**Description of the task**
Below are records; transcribe only the line with "Query: forest floor" and those after it, through the last line, without any change.

**Entries provided**
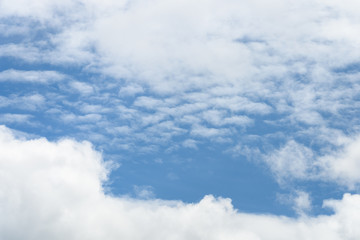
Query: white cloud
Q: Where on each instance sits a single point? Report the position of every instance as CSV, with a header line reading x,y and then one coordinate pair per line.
x,y
190,62
82,87
292,161
53,190
31,76
343,165
14,118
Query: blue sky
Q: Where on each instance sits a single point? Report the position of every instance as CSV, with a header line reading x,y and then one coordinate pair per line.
x,y
254,102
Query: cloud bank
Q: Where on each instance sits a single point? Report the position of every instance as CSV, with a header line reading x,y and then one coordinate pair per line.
x,y
54,190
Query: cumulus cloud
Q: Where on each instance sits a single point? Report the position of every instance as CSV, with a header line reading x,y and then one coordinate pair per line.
x,y
341,165
53,190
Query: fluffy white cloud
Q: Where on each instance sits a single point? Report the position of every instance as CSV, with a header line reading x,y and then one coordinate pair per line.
x,y
200,69
341,165
53,190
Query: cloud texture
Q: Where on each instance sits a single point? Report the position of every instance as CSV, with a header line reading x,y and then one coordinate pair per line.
x,y
54,190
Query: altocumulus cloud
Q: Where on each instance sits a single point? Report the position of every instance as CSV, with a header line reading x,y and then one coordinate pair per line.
x,y
53,190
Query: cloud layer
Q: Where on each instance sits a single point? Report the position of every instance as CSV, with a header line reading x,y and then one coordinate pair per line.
x,y
54,190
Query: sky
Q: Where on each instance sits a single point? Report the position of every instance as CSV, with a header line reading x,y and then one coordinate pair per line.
x,y
182,119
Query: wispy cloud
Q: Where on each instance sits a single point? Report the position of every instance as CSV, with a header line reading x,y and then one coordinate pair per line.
x,y
69,202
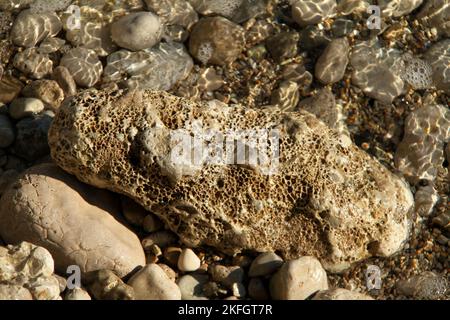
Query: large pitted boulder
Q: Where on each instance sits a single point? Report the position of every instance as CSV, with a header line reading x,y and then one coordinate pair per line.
x,y
325,196
74,222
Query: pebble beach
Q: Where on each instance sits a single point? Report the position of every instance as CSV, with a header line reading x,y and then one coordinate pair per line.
x,y
95,206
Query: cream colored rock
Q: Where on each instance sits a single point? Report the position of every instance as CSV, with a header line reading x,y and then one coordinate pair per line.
x,y
264,264
14,292
340,294
326,197
152,283
75,222
188,261
137,31
27,266
298,279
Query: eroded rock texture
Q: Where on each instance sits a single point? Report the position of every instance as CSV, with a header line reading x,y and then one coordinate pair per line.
x,y
328,198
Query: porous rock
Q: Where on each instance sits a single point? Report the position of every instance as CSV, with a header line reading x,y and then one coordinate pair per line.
x,y
327,198
75,222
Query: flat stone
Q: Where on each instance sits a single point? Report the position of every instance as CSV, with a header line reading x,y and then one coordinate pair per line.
x,y
76,223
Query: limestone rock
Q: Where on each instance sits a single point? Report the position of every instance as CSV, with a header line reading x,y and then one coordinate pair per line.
x,y
77,294
158,68
323,105
439,58
137,31
312,12
48,91
298,279
174,12
14,292
7,134
398,8
331,65
264,264
188,261
325,196
10,88
216,40
25,107
377,71
84,66
106,285
75,222
191,286
30,27
421,151
427,285
436,13
152,283
340,294
31,141
33,64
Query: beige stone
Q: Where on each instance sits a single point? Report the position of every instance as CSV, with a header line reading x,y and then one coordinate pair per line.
x,y
325,198
298,279
152,283
78,224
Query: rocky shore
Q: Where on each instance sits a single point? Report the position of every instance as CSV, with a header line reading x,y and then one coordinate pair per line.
x,y
93,204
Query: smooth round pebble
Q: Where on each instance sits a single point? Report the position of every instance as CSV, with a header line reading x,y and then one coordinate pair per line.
x,y
25,107
137,31
216,40
340,294
188,261
264,264
152,283
298,279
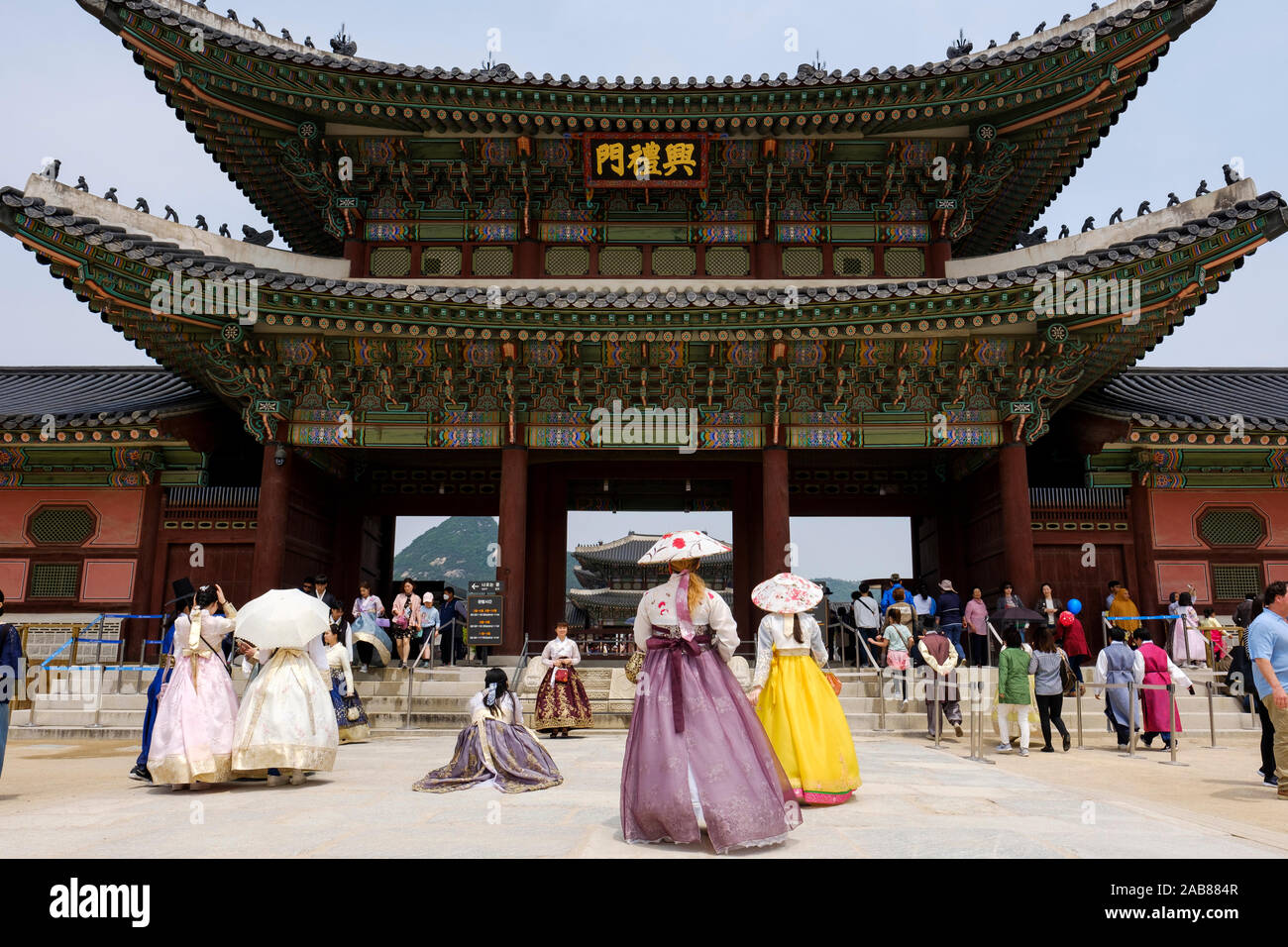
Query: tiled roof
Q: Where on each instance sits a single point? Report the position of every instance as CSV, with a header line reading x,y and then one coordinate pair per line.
x,y
246,40
1203,398
193,263
78,395
629,549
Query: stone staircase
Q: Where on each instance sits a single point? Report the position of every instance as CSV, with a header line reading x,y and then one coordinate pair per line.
x,y
441,698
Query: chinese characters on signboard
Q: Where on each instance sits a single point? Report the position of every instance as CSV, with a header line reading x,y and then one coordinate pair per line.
x,y
645,159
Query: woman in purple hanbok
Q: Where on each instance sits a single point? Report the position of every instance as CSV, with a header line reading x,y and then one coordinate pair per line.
x,y
696,753
494,749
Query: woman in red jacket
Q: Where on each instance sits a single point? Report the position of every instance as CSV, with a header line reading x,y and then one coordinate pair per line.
x,y
1074,642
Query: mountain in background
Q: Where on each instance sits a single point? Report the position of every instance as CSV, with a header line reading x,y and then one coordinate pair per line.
x,y
454,552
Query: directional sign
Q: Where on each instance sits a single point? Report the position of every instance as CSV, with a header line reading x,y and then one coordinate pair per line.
x,y
485,615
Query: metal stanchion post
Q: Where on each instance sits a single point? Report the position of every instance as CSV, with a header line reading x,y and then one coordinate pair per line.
x,y
1176,720
881,727
1131,719
1210,686
407,725
1077,701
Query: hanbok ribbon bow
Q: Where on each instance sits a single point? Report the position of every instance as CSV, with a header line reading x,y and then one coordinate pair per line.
x,y
683,646
682,607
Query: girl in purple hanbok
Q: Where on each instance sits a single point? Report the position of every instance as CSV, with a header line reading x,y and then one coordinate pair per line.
x,y
696,753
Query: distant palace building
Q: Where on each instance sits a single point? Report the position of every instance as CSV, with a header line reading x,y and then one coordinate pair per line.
x,y
612,579
820,268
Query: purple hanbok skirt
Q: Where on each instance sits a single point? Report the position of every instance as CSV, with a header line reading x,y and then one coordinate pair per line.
x,y
492,751
716,742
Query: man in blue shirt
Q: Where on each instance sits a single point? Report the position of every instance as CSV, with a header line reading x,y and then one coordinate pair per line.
x,y
11,667
1267,647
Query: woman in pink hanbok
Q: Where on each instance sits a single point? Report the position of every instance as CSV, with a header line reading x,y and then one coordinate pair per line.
x,y
192,741
696,753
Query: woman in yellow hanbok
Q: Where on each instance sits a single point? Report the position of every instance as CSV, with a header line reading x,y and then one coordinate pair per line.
x,y
794,699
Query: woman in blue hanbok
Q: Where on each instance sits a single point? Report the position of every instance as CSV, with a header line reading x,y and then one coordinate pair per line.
x,y
370,641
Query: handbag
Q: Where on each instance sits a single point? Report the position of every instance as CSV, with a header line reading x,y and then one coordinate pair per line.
x,y
1068,680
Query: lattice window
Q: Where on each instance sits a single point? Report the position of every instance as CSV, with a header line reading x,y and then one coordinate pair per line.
x,y
675,261
621,261
492,261
905,261
54,579
390,261
1233,528
728,261
853,261
803,261
441,261
60,526
567,261
1235,581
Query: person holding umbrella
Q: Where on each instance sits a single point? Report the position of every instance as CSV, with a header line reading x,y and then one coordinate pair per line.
x,y
795,699
696,751
286,719
192,738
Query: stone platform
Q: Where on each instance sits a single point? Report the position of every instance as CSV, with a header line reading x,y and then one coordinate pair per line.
x,y
72,799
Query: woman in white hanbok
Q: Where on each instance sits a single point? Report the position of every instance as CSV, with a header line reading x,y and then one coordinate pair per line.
x,y
286,722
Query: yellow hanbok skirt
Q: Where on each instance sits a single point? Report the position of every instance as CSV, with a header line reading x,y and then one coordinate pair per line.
x,y
806,725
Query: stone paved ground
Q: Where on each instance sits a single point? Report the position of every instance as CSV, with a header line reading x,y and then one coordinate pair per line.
x,y
73,800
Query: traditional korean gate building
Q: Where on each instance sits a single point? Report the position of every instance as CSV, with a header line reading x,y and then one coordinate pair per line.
x,y
819,266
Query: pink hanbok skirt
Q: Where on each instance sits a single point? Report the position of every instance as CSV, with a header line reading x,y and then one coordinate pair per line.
x,y
192,740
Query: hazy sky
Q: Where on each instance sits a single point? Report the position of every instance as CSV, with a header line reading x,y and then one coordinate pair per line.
x,y
827,547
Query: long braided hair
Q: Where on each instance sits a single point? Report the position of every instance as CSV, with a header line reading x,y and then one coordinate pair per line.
x,y
697,587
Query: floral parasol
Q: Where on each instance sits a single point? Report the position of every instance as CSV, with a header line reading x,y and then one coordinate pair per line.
x,y
786,594
686,544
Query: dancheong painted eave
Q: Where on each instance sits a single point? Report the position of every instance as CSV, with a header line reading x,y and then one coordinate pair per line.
x,y
249,94
874,354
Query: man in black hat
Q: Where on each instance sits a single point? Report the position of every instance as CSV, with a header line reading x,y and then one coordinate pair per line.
x,y
320,590
181,602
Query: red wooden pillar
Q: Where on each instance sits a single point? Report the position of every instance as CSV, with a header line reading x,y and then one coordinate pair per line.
x,y
151,551
274,495
1013,471
936,263
1144,592
510,534
774,509
527,260
746,552
356,252
765,260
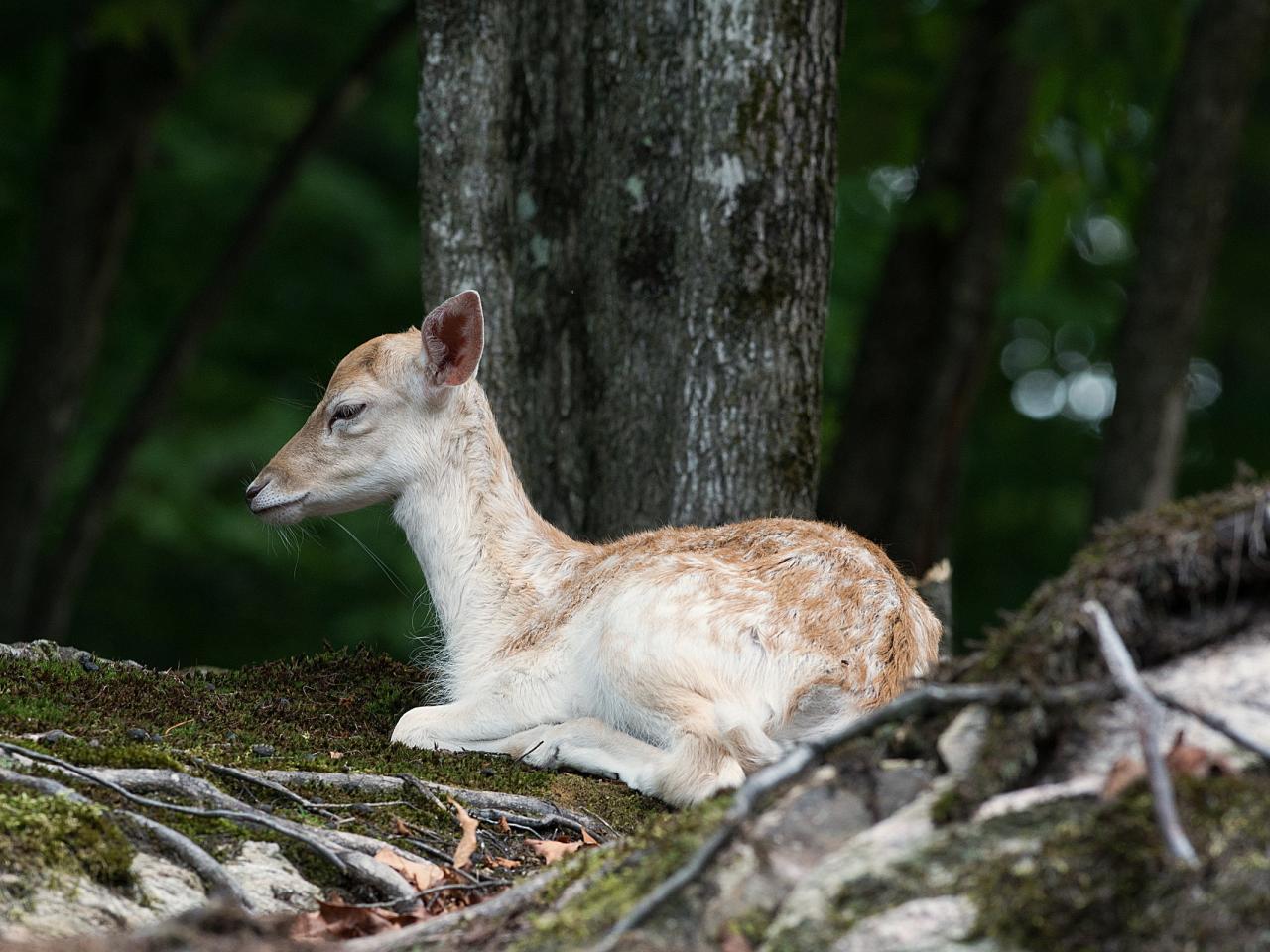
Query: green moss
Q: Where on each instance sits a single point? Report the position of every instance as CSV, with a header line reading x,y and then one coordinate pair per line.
x,y
1102,881
304,708
40,834
619,878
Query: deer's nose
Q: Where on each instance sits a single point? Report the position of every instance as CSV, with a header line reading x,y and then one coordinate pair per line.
x,y
254,489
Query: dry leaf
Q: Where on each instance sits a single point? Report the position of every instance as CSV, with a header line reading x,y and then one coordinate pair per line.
x,y
336,920
1123,774
734,942
420,875
1193,761
1183,761
553,849
467,844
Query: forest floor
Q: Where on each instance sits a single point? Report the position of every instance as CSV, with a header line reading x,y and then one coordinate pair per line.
x,y
997,809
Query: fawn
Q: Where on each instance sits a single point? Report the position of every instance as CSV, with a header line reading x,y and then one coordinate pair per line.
x,y
676,660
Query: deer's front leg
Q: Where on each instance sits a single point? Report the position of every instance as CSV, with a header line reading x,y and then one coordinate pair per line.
x,y
465,725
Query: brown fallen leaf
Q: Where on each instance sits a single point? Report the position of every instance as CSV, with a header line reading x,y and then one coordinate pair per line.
x,y
1123,774
553,849
1193,761
1183,761
420,875
467,844
334,919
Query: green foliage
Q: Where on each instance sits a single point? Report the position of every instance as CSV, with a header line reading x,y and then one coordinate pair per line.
x,y
51,834
1106,875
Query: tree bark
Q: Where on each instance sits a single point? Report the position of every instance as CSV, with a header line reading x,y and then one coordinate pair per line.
x,y
63,572
924,352
1180,236
111,98
644,197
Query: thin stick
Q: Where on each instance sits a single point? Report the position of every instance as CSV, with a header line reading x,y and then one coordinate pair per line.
x,y
1150,716
1219,724
252,817
243,775
913,702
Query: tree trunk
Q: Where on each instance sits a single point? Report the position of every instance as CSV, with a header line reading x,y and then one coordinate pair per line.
x,y
925,345
1180,236
53,598
109,102
644,197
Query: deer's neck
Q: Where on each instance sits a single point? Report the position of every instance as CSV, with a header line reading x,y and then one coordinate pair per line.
x,y
489,557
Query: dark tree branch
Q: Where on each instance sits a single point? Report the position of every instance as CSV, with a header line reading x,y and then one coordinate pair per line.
x,y
925,344
111,99
63,574
1180,235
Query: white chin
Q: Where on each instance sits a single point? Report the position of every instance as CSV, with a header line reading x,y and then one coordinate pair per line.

**Exercise answer**
Query: forest floor
Q: Where on each instance sits a single point? Report the position of every instance as CSV, with a header line reading x,y and then one coordinate pair per line.
x,y
997,809
Query: fawn
Q: Where on each instance sits a single point? Report the position of every instance as CSV, with a header line reading x,y and then one coordinate pair per line.
x,y
676,660
Query: deer's front leg
Q: Where on each instance sits a single point? Report the position of every instance as CSV, with a header line reading x,y and then one coordinate pair per line.
x,y
465,725
Query: brown fallen leaf
Q: Where on each instance sits a single point? Report the position of every instance as CSV, with a header line reading x,y and then one coordinate pair per line.
x,y
1123,774
553,849
1193,761
1183,761
420,875
467,844
334,919
Query: green foliage
Q: Where on each instance sits a single point? Report the position of every instance as CSV, with a header line reading x,y and then one coordinate pair per line.
x,y
51,834
1106,875
Query: tree bark
Q: Where on each instance sits a single point? Report the position of every instance as CSV, with a header line reading x,y and then one coordinate pair per line.
x,y
63,572
924,352
1180,236
111,98
644,197
Query: thin stick
Q: Where on each instance sits a single point? Report the position of every instance as CSV, with a header line reading x,y and then one coordinate pair per line.
x,y
1150,716
1219,724
252,817
243,775
913,702
Query: tree trunk
Q: Where on each instance sits a single point? Report the position of every instance as CSV, with a header line reading x,y and then one coordinate pair per line.
x,y
925,345
1180,236
53,598
109,102
644,197
Query: deer's neck
Q: Where on each instance sits a single point? Report the position of every instance as CSV, with a header line reading x,y and then one coordinate pair per line.
x,y
489,557
Query: dark tree branch
Q: Where on each instance sits a single point? Report the position of every instance as CSV, with a header line reading x,y and then one coordinate pair per line.
x,y
925,344
111,99
63,574
1180,235
Query: white chin
Q: Where on each instance sits a single point? Report the position of every instance as CSV, with a header line reading x,y and then one coordinate pair per line.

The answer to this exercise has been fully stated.